With all of that said, I still had a few boundaries, mainly the ones built on fear, but I had them. I would never lay a hand on an adult if I planned to keep those hands, and I knew better than to use curse words in front of them. I also knew not to bring people to the house without permission unless I was a 1000% sure no one was home. Of course, during my high school years, that was nearly never since my grandmother was a Registered Nurse that worked the night shift, she was liable to be home all day if she wasn’t hitting the casino. At my grandmother’s there was really no point of asking for permission because the answer to have anyone over, even female peers to just chill and listen to music with was an emphatically resounding, “no.” But like I said earlier, I found other creative and courageous ways to slide down the self-punishment and rebellious teen slope.
I didn’t smoke or drink, but I surrounded myself with others who did. Most of my, outside-of-school friends, did a little of anything you could think of. It was my way of riding the line, testing myself, and trying to prove that I was better than her… my mother. In some kind of sick and twisted way, I felt that if I could be around all of this nonsense and not get into anything, that it was confirmation that my mother was purposely choosing to be sick, to stay in her bondage, and that meant I had a choice too. If I could pass my own ridiculous test of exposure to temptation with all my trauma and tough days, that meant my freedom was, in fact, my choice, and I’d win the war against my life. You know, the one society says you are nearly doomed to fail if you come from a highly dysfunctional family with little to no support in a non-inspiring environment? Well, that war could be won if I’d simply past those tests.
◆ ◆ ◆ ◆ ◆ ◆ ◆
# [Directions for this task]
Answer these questions from the memoir excerpt.
(a) What was the grandmother's job, and which shift did she work?
(b) What two things did the narrator not do, despite having friends who did them?
(c) What was the grandmother's answer to having anyone over?
The records are separate material with no connection to the memoir excerpt.
◆ ◆ ◆ ◆ ◆ ◆ ◆
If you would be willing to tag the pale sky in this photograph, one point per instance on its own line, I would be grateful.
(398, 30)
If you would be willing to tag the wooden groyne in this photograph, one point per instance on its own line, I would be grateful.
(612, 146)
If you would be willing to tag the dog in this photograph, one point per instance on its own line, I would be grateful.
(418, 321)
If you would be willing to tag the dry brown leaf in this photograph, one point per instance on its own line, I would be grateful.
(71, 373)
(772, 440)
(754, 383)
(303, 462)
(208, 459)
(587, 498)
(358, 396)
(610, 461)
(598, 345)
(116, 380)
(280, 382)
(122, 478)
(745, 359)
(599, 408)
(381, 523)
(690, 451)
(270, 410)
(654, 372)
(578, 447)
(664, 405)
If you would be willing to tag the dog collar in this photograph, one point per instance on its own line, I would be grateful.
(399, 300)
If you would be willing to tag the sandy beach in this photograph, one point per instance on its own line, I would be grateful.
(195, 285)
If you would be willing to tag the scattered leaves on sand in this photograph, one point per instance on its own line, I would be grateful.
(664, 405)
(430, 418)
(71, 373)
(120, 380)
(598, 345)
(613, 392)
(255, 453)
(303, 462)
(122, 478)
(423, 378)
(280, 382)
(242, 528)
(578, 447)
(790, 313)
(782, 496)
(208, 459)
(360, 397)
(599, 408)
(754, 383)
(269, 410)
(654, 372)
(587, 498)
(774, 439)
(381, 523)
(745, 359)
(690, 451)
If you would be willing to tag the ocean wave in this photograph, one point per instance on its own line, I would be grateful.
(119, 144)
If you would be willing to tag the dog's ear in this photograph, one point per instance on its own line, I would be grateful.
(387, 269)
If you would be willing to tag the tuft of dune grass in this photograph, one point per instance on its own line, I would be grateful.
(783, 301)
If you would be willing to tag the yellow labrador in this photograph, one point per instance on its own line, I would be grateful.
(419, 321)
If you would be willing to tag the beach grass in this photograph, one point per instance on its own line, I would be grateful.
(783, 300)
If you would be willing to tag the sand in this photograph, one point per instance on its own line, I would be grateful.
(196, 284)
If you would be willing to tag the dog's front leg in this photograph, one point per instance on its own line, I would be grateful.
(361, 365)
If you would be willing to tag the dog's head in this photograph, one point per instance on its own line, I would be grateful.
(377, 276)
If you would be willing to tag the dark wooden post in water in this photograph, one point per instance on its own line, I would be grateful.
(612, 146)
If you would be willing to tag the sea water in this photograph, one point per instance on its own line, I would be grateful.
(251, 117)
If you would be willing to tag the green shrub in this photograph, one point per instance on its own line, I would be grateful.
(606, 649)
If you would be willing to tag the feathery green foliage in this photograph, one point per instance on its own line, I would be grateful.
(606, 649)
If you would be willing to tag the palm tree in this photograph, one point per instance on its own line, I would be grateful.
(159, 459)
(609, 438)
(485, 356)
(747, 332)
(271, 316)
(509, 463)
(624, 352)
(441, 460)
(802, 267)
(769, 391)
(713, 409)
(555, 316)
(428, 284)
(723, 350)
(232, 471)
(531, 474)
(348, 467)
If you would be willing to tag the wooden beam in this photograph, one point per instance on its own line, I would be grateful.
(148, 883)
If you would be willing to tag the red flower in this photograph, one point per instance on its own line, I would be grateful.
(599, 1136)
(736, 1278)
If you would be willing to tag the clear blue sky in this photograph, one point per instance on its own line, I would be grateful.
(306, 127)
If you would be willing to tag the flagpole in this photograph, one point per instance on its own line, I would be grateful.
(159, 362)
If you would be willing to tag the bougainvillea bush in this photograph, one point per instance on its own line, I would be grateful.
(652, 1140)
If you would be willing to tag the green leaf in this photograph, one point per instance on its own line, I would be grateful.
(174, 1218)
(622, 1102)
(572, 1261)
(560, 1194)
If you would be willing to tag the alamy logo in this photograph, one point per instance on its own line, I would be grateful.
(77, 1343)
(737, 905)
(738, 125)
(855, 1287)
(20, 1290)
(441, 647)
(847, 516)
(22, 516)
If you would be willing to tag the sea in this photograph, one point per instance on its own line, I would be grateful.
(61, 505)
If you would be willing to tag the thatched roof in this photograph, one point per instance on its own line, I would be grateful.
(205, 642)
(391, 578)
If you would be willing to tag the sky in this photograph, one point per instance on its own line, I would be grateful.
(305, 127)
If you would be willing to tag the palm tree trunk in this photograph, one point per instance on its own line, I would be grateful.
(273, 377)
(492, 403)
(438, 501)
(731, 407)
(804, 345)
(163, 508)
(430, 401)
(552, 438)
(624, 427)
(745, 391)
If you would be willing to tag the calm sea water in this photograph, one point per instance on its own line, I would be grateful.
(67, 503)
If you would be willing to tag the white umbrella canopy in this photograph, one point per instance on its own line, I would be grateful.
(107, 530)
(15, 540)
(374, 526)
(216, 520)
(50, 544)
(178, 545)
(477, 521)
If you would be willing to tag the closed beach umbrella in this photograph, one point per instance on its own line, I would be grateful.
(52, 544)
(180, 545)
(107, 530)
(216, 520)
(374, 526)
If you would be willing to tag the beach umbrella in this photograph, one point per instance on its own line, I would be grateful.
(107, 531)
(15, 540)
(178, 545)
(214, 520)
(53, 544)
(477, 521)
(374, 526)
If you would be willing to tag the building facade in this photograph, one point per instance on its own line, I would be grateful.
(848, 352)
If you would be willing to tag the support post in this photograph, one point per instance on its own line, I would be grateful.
◆ ◆ ◆ ◆ ◆ ◆ ◆
# [Expected answer]
(a) She was a Registered Nurse who worked the night shift.
(b) The narrator did not smoke or drink.
(c) The answer was an emphatic "no."